• [Extrait du texte]
□ □ □ □

Dans la commission, nos premières relations furent des plus aimables, car nous étions en complète harmonie. Il disait même : « Je m’étonne de penser tant de bien d’Ollivier. » Il désirait visiblement et il espérait devenir rapporteur ; il faisait patte blanche à tous, se montrant fort médiocrement enthousiaste de la liberté des grèves. Au bout de quelques séances, il s’aperçut que décidément mon autorité l’emportait sur la sienne, et que les deux membres les plus importans de la commission, Buffet et Chevandier de Valdrôme, avec Thoinnet de la Turmelière, un de mes amis personnels, ne déguisaient pas leur intention de me nommer rapporteur. Un revirement s’opère alors en lui. Par une grâce soudaine, il devient partisan de ce système du droit commun de Jérôme David, contre lequel il venait de tonner, et il nous le propose. Le plus étonnant fut la raison qu’il donnait à l’appui : « La masse des ouvriers, disait-il, est bonne, mais il en est dix mille intraitables, orgueilleux, ignorans, ingrats ; cette loi aura les effets les plus néfastes, et je regrette qu’on fait présentée. » et, comme Buffet, d’un ton sévère, lui objectait qu’il ne comprenait pas que la conclusion d’un discours aussi menaçant fût de proposer une plus grande mollesse dans la répression, il répliqua qu’en donnant aux ouvriers une loi qu’ils aimeraient, on calmerait peut-être leurs défiances et leur colères. Le système du droit commun fut rejeté à l’unanimité moins une voix.

□ □ □ □

• [Données fournies]
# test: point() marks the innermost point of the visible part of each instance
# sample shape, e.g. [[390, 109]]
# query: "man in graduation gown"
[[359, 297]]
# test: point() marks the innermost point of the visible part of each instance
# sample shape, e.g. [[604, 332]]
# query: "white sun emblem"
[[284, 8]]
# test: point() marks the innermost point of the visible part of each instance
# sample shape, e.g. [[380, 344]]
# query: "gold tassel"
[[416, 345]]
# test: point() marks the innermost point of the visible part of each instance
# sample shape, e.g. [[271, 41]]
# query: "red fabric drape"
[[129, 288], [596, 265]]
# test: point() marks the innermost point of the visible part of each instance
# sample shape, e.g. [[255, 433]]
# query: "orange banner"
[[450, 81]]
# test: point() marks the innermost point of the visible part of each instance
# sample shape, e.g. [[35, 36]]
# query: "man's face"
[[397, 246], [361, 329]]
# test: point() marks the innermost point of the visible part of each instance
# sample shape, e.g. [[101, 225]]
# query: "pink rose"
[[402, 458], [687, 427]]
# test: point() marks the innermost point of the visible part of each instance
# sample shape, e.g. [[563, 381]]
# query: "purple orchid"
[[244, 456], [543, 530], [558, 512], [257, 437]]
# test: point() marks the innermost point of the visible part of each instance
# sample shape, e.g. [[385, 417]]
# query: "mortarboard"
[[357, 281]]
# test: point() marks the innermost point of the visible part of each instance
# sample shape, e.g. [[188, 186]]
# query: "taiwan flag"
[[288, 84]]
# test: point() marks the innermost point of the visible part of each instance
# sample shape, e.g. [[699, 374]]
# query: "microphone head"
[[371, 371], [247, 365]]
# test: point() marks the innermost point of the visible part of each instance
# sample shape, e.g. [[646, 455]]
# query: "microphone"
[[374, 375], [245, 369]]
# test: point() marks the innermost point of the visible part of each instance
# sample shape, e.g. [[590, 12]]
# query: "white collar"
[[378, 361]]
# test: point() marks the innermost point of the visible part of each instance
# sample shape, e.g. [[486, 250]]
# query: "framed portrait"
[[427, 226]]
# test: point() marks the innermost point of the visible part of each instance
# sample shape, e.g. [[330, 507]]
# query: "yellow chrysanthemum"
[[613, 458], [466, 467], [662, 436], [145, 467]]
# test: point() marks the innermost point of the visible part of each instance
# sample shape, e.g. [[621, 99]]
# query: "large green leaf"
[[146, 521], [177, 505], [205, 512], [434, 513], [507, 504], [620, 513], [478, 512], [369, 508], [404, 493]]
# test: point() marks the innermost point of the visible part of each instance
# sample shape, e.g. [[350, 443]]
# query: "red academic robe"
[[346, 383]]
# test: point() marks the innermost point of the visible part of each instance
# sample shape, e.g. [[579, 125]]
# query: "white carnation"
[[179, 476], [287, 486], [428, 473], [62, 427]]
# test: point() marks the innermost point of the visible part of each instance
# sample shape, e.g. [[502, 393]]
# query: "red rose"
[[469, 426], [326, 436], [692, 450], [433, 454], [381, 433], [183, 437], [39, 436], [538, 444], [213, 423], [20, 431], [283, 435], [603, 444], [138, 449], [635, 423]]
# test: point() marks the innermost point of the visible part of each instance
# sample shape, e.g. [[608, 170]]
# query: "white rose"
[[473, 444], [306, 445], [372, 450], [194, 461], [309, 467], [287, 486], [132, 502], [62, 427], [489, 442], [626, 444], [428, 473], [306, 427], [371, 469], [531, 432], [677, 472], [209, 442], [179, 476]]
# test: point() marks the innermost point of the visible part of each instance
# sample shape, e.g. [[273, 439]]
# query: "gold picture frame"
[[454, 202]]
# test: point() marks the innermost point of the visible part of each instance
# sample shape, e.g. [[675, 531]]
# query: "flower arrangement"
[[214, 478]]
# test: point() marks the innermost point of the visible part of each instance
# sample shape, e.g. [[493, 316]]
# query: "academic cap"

□ □ □ □

• [Consignes et exigences] Rédigez la suite du récit sur les débats de la commission autour de la liberté des grèves, en reprenant juste après la dernière phrase de l'extrait.

• [Réponse attendue]
IV

Nous nous occupâmes alors de la rédaction de la loi. Nous ne décrétâmes pas expressément la liberté des coalitions : le mot

  1. Jérôme David a constaté le fait dans son discours, devant Simon qui ne l’a pas contesté : « J’avais pensé que l’abrogation pure et simple des art. 414, 415, 416, suffirait avec l’exercice du droit commun ; j’avais soutenu dans mon bureau cette opinion populaire, qui me séduisait par sa hardiesse et sa simplicité. Elle fut contestée même par notre honorable collègue, M. Jules Simon, qui, aujourd’hui, non seulement l’adopte après coup, mais la préconise. »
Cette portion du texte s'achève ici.